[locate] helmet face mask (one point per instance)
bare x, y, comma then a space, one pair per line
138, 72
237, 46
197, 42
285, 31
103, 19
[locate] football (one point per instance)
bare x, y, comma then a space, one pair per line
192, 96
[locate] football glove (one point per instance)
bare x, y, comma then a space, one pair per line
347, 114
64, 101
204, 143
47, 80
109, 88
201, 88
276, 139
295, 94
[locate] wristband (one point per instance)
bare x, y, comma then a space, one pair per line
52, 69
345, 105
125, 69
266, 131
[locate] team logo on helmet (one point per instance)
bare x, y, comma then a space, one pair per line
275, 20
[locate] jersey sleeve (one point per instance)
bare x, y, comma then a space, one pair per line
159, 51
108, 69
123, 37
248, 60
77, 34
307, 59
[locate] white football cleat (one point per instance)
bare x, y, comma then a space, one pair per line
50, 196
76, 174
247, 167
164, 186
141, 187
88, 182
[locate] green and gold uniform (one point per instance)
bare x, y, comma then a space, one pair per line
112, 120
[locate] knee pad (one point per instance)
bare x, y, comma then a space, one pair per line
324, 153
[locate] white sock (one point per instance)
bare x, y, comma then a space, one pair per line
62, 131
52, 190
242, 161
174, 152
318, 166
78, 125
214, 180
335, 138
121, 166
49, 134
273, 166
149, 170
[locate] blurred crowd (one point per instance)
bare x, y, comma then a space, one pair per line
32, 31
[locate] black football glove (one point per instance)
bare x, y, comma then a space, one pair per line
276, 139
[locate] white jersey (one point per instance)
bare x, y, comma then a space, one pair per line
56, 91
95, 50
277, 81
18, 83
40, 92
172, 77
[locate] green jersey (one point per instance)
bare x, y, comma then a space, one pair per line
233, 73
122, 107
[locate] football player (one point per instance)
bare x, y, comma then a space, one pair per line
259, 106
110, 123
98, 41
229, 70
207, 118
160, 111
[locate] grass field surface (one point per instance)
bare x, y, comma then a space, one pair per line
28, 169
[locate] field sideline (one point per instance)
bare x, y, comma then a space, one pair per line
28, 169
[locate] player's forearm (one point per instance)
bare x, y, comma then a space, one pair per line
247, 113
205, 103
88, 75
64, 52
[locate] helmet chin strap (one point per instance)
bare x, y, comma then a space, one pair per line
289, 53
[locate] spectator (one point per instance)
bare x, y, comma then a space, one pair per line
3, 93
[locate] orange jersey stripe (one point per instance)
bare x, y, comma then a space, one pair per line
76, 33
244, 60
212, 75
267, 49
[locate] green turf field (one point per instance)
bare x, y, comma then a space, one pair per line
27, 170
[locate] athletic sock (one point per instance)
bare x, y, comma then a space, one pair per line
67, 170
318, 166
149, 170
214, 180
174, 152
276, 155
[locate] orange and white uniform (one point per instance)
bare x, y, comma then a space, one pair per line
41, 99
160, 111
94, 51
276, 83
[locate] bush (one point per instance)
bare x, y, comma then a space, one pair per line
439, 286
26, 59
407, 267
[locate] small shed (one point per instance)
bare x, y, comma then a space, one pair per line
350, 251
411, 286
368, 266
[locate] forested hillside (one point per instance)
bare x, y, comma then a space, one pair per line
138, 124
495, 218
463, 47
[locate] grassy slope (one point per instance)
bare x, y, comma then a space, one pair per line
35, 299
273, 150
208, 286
--------
- Your objective:
Output an exact copy of the lines beginning at the one that holds "[locate] grass field" and running through the final line of the records.

- Task response:
[locate] grass field surface (one point per instance)
bare x, y, comma then a space, one pair per line
28, 169
[locate] field sideline (one point per instance)
bare x, y, comma then a space, one pair per line
28, 169
[locate] player's forearm (one point per instance)
bare x, y, comma then a space, one pair per line
247, 113
205, 103
88, 75
64, 52
[locate] helmet chin strap (one point per instance)
bare x, y, comma then a space, one pair per line
289, 53
[locate] spectator (one point per instance)
bare x, y, comma then a space, one pair per line
3, 93
[locate] orange jersey stripe (one point per instance)
bare x, y, comma then a space, one pair per line
76, 33
244, 60
212, 75
267, 49
[locate] green turf field (one point per instance)
bare x, y, comma then a space, one pair per line
27, 170
[locate] athletic sock (one point per instance)
bare x, y, comma then a space, one pair per line
67, 170
318, 166
149, 170
214, 180
174, 152
276, 155
[locate] orange and white uniform (one point per instance)
bare x, y, comma then a space, one pair per line
41, 99
160, 111
94, 51
276, 83
[locate] bush (one point per instance)
bare x, y, comma then a space, one pair per line
439, 286
26, 59
407, 267
[locate] small shed (one point per instance)
bare x, y, comma then a space, one pair per line
350, 251
411, 286
368, 266
[locate] forested hillside (one point per instance)
bare x, y, comma then a space, one pair per line
138, 124
495, 218
463, 47
[locate] grassy slope (one point per instance)
bare x, y, comma then a space, one pair per line
35, 299
273, 150
208, 286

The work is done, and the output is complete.